Acordo entre Fiocruz e multinacional GSK define ainda uma ação inédita em pesquisa e desenvolvimento de vacinas contra dengue, febre amarela inativada e malária vivax
O Ministério da Saúde dá mais um passo para reduzir a dependência tecnológica no setor e impulsionar a indústria farmacêutica nacional. Nesta segunda-feira, 17 de agosto, firmou acordo de transferência de tecnologia com a empresa inglesa GlaxoSmithKline (GSK) para a produção da vacina pneumocócica conjugada, que protege contra a pneumonia e meningite por pneumococo. O imunizante será fabricado no Laboratório Biomanguinhos da Fundação Oswaldo Cruz (FioCruz – Rio) a partir do próximo ano. Ele protege contra meningite bacteriana, pneumonia e otite média aguda e entrará no Programa Nacional de Imunizações já em 2010.

:::::

TAREFA>
Extraia do texto sobre o acordo da vacina pneumocócica todo o trecho que vai de "Acordo entre Fiocruz" até "já em 2010.". Os itens não têm relação com o texto.

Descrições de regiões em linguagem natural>
:::::

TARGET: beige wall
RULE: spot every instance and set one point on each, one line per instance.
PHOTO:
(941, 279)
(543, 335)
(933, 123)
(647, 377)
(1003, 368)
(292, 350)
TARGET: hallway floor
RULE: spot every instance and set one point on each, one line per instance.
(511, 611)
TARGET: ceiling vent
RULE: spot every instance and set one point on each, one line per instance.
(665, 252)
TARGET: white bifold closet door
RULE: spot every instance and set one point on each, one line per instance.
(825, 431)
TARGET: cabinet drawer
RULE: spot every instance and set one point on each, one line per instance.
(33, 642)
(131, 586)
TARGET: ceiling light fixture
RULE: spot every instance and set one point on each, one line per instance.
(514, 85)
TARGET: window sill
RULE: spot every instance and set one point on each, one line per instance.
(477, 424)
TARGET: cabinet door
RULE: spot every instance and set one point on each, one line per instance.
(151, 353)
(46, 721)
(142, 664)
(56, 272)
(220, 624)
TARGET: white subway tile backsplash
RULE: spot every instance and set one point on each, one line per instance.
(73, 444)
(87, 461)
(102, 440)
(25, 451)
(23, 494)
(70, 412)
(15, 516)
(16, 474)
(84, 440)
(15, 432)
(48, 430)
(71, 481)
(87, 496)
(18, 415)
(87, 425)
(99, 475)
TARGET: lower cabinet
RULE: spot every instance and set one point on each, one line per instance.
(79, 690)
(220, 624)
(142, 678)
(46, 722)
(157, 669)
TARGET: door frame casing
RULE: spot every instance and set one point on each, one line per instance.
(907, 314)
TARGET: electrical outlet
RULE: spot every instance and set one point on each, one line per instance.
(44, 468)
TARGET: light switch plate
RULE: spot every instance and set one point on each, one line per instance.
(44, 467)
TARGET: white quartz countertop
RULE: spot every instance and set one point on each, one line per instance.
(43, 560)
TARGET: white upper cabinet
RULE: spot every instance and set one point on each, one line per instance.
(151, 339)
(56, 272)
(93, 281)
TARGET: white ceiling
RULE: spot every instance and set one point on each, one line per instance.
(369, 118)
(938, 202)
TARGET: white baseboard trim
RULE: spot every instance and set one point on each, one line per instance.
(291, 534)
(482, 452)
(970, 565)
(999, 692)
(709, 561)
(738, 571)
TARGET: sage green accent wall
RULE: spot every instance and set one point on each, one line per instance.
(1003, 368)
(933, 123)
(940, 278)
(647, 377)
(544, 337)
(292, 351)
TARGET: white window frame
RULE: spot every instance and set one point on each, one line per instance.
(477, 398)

:::::

RESPOSTA>
Acordo entre Fiocruz e multinacional GSK define ainda uma ação inédita em pesquisa e desenvolvimento de vacinas contra dengue, febre amarela inativada e malária vivax
O Ministério da Saúde dá mais um passo para reduzir a dependência tecnológica no setor e impulsionar a indústria farmacêutica nacional. Nesta segunda-feira, 17 de agosto, firmou acordo de transferência de tecnologia com a empresa inglesa GlaxoSmithKline (GSK) para a produção da vacina pneumocócica conjugada, que protege contra a pneumonia e meningite por pneumococo. O imunizante será fabricado no Laboratório Biomanguinhos da Fundação Oswaldo Cruz (FioCruz – Rio) a partir do próximo ano. Ele protege contra meningite bacteriana, pneumonia e otite média aguda e entrará no Programa Nacional de Imunizações já em 2010.